--- PASSAGE PROVIDED ---

Speaker 6:                          Property is a great investment option, but it’s one of the largest purchases that you’ll ever make. As individuals, we’re all limited by our resources and regardless of our experience, knowledge, or time, we can achieve much more with the help of a qualified team, and extra resources being available. Nova Financial specialize in assisting clients to achieve financial freedom through property investment. With over a hundred years of experience, we shape your family’s future. To invest in property with absolute confidence, call us on 0203-8000-600, or visit nova.financial. Meet The Author is a brand-new mini-series involving leading experts in the property industry, including mentors, developers, property lawyers, and other industry experts who share insightful stories about their journey and their books. Each book is compiled by authors with years of valuable experience, tips, and observations providing you with new knowledge about the property industry. To find out more, visit the website, property-tv.co.uk/library.

Stephen Galpin:                Hello, and welcome back to part two of Property Question Time. I’m Stephen Galpin and with me, I have John Howard, Paul Mahoney, and Angela Worral in Portugal. John, your second question.

John Howard:                    Yes.

Stephen Galpin:                I’m hoping to become a property developer-

John Howard:                    Good.

Stephen Galpin:                …and have attended a number of events providing guidance and advice.

John Howard:                    Excellent.

Stephen Galpin:                I now understand how and where to look for potential projects. I’ve also taken on board the need to have good professional teams around me.

John Howard:                    Thank goodness for that.

Stephen Galpin:                Yes, well-

John Howard:                    Makes a change.

Stephen Galpin:                …my music to ears, isn’t it?

John Howard:                    Yeah.

Stephen Galpin:                Yeah. The one thing that worries me is if the project overruns because of unforeseen difficulties or perhaps a change in the market conditions, how do I protect myself against this situation damaging me?

John Howard:                    Okay. Well, I’ve got bad news for this person.

Stephen Galpin:                He’s on his own?

John Howard:                    No. It will definitely overrun-

Stephen Galpin:                Right.

John Howard:                    …in terms of time and it will probably overrun in terms of cost. That’s why you have a contingency sum. If it’s a new build, I would have five to 7% contingency. If it’s conversion, I would have 10%. If it’s a list of buildings, I would have a 15% contingency, that’s what we work on. So, if something goes wrong, long as it’s within that contingency sum, you’re okay. Make sure you have the cash for the contingency sum because the bank may not let you have any more money. So, you need to have the cash to cover that because the builder won’t finish the job if you can’t pay him.

Stephen Galpin:                You haven’t got the money.

John Howard:                    So, you just need to be careful. Don’t kid yourself. There won’t be an overrun. There will be on time. I think I am quoted as saying I’ve never got it. I’ve got one, right? But never both. And that’s in 40 years. That makes me a bad developer or it makes me human. I don’t know which. It’s very hard to come in on time and on budget, really hard.

Stephen Galpin:                I think on Question Time, we’ve had so many questions around this sort of subject and time is the one thing people overlook every time.

--- STUDY MATERIAL ---

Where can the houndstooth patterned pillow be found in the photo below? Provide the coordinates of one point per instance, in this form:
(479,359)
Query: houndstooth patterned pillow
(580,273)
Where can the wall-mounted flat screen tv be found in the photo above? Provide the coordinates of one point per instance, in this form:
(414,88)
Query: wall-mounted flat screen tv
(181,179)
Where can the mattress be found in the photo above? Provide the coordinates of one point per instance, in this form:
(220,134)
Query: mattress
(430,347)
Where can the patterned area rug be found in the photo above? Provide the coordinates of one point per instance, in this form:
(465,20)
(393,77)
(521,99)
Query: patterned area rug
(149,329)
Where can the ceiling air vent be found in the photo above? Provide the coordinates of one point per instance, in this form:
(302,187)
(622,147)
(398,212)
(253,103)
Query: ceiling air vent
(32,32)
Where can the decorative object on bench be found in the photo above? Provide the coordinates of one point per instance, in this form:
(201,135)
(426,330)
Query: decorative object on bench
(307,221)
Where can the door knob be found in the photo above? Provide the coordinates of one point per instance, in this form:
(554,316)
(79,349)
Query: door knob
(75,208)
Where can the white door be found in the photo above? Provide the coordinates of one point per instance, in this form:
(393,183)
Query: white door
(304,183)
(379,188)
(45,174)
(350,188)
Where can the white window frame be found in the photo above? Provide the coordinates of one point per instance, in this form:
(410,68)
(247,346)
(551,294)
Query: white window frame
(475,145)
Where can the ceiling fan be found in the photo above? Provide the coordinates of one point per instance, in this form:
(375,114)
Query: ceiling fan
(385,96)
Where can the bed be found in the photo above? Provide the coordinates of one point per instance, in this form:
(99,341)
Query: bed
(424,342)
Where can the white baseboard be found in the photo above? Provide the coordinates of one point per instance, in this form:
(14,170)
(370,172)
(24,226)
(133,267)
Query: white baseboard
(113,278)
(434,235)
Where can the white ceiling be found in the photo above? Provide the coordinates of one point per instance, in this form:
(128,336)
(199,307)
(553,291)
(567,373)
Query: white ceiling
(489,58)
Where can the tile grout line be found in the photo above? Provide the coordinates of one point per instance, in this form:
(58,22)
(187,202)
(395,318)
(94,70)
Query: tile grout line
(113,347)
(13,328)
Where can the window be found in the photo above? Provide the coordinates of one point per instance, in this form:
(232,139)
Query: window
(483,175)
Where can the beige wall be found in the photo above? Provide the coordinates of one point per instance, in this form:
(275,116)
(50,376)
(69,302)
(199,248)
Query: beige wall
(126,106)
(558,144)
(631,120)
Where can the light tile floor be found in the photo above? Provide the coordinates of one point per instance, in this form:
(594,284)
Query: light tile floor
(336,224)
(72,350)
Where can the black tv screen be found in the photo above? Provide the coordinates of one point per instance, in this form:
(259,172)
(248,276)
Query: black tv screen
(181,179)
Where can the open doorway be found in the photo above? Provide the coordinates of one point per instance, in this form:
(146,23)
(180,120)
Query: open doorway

---

EXERCISE OBJECTIVE
Please transcribe the stretch of the property Q&A transcript from "Stephen Galpin:                Yeah." through "on his own?". The entries come from a separate source and are unrelated to the transcript.

FINISHED EXERCISE
Stephen Galpin:                Yeah. The one thing that worries me is if the project overruns because of unforeseen difficulties or perhaps a change in the market conditions, how do I protect myself against this situation damaging me?

John Howard:                    Okay. Well, I’ve got bad news for this person.

Stephen Galpin:                He’s on his own?